• _Requirements_
Recast the records below, from the line containing "Locate every instance of the dark" up to and including the line containing "[1128, 396]", as a JSON list of strings with one string per line and blank lines omitted.

= = = = =

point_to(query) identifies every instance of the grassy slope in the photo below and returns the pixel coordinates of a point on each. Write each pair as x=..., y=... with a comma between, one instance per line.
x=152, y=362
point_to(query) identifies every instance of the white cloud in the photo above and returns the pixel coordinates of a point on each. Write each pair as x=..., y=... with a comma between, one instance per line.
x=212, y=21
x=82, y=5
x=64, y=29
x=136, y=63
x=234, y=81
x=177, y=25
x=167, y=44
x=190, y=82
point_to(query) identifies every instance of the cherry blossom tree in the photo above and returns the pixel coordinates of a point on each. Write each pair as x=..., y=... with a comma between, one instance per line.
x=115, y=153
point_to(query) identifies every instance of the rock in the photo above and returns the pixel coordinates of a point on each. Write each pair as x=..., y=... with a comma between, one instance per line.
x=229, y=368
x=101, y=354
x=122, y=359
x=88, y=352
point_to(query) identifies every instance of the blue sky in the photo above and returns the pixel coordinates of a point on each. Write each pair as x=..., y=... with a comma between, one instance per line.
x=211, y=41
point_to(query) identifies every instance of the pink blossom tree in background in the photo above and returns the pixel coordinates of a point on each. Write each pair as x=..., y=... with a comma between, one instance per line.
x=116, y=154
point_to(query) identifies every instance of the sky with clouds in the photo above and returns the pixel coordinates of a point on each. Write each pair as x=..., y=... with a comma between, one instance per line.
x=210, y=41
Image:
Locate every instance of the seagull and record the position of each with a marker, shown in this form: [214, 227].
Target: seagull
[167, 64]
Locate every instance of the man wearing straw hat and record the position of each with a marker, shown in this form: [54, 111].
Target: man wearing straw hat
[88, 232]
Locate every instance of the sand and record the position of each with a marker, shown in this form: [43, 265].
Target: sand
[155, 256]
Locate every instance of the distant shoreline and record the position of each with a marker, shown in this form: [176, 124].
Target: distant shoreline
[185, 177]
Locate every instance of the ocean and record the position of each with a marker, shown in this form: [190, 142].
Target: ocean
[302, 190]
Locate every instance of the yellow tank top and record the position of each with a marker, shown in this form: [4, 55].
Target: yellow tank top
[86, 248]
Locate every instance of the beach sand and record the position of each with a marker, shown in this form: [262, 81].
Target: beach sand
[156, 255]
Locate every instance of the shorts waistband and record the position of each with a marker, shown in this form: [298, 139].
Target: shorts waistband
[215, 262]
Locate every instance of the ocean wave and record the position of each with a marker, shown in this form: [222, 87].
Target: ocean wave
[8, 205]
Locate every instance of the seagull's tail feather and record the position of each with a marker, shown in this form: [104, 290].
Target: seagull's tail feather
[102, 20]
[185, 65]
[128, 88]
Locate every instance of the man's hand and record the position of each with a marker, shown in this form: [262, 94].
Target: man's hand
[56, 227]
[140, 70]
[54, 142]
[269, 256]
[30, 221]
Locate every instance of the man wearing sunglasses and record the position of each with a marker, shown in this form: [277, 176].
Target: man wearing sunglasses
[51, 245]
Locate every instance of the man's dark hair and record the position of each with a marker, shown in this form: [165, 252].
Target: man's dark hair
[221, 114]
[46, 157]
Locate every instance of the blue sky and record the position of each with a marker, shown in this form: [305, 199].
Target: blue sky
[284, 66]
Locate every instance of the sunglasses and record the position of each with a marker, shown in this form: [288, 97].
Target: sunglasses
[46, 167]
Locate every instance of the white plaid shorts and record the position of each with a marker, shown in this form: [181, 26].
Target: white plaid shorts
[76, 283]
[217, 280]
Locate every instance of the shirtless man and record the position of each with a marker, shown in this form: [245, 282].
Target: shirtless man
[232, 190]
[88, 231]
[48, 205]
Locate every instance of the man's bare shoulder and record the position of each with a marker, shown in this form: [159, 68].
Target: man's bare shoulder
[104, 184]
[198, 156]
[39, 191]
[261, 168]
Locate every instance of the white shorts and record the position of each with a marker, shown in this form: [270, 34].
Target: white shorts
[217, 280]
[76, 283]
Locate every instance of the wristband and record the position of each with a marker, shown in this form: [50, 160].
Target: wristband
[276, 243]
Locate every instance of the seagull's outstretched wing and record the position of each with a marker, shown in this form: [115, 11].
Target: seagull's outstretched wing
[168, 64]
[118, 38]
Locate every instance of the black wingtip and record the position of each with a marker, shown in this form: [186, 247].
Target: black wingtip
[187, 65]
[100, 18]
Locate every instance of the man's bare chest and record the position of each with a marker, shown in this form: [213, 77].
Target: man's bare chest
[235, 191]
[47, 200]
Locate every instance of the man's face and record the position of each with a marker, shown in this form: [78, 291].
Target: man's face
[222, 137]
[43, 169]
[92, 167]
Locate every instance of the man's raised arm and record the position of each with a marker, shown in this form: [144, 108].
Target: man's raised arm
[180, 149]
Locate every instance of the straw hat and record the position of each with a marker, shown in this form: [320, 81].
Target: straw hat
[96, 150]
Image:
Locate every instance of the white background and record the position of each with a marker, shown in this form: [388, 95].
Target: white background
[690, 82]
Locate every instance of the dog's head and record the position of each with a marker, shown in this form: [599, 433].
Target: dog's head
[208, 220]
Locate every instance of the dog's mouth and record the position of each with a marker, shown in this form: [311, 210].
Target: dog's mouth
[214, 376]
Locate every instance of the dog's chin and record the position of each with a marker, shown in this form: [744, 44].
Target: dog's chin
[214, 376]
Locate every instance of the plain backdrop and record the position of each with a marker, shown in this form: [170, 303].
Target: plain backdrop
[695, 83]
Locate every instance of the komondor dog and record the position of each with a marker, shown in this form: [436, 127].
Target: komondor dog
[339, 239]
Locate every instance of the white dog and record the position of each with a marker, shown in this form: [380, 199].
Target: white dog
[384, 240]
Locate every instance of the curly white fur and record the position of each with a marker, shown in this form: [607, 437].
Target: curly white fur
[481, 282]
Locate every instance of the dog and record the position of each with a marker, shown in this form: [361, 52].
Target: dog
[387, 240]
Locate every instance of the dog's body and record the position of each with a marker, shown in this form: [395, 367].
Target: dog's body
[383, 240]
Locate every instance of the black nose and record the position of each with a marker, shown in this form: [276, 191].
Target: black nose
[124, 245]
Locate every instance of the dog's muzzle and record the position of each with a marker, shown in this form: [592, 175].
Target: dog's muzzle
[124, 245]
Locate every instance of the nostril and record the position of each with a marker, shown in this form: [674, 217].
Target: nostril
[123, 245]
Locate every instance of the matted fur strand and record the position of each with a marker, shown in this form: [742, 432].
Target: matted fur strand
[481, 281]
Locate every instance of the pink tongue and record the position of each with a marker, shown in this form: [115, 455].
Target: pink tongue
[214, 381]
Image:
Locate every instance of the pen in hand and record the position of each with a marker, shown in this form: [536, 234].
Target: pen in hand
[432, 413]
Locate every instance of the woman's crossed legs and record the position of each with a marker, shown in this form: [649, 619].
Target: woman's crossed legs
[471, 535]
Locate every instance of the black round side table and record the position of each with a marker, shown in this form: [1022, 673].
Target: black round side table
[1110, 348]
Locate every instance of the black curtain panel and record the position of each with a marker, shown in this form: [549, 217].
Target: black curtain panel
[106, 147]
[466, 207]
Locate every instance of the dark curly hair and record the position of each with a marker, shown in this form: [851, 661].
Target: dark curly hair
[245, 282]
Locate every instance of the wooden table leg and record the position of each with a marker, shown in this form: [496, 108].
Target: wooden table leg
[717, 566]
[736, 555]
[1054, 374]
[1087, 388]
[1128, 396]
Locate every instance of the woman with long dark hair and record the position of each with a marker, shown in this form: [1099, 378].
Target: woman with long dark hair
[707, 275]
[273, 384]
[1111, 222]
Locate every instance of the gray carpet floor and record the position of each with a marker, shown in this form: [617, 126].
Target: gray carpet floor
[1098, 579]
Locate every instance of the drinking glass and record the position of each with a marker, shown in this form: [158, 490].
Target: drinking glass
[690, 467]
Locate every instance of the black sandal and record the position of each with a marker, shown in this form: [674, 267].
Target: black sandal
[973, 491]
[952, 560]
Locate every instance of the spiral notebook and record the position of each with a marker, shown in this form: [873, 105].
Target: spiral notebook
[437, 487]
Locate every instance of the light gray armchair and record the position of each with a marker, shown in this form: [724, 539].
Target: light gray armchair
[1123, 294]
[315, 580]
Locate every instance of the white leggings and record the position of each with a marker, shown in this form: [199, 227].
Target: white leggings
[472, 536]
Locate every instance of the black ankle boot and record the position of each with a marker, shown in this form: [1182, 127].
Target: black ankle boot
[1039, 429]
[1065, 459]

= = = = =

• _Written response_
[
  "Locate every instance of the dark curly hair and record the position of each with a marker, shown in this form: [851, 661].",
  "Target: dark curly hair",
  "[245, 282]",
  "Locate every instance of the wooden table leg and record the position of each with a marker, shown in this form: [496, 108].",
  "Target: wooden table leg",
  "[717, 566]",
  "[736, 555]",
  "[1054, 374]",
  "[1087, 388]",
  "[1128, 396]"
]